Text shown -
::::

The purpose of this study was to examine the long-term incidence of heart failure (HF) in elderly patients with myocardial infarction (MI).
In-hospital HF is common after MI and is associated with poor short-term prognosis. Limited data exist concerning the long-term incidence or prognosis of HF after MI, particularly in the era of coronary revascularization.
A population-based cohort of 7,733 patients ≥65 years of age hospitalized for a first MI (International Classification of Diseases-9th Revision-Clinical Modification code 410.x) and without a prior history of HF was established between 1994 and 2000 in Alberta, Canada, and followed up for 5 years.

::::

Exercise brief - Transcribe the heart failure study text above word for word, in full.

Record set -
::::

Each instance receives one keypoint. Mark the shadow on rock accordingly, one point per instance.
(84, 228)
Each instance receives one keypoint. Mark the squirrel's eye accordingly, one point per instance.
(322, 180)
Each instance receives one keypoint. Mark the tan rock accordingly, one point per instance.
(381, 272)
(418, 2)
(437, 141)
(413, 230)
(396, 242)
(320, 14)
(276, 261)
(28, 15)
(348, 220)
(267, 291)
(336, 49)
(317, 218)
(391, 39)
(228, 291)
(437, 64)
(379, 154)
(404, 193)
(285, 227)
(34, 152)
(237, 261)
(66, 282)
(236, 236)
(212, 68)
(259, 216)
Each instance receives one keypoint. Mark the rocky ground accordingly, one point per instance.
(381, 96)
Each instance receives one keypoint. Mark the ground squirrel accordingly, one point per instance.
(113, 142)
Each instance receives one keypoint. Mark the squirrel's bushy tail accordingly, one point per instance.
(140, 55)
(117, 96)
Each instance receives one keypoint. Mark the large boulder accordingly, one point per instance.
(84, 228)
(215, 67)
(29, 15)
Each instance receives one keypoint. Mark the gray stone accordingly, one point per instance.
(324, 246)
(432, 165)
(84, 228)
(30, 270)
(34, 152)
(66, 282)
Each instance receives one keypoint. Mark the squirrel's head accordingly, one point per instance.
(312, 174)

::::

Solution to the exercise -
The purpose of this study was to examine the long-term incidence of heart failure (HF) in elderly patients with myocardial infarction (MI).
In-hospital HF is common after MI and is associated with poor short-term prognosis. Limited data exist concerning the long-term incidence or prognosis of HF after MI, particularly in the era of coronary revascularization.
A population-based cohort of 7,733 patients ≥65 years of age hospitalized for a first MI (International Classification of Diseases-9th Revision-Clinical Modification code 410.x) and without a prior history of HF was established between 1994 and 2000 in Alberta, Canada, and followed up for 5 years.